* _SET EXERCISE_:
Convert each of the entries below into a JSON list of strings, with one string per line and any blank lines omitted.

* _Saved entries_:
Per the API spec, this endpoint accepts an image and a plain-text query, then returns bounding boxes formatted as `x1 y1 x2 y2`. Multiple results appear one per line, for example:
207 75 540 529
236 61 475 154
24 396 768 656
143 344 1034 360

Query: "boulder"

* _SOLVED PROBLEM_:
[
  "Per the API spec, this endpoint accepts an image and a plain-text query, then returns bounding boxes formatted as `x1 y1 x2 y2`. Multiple results appear one per line, for example:",
  "207 75 540 529",
  "236 61 475 154",
  "24 396 768 656",
  "143 344 1034 360",
  "Query: \"boulder\""
]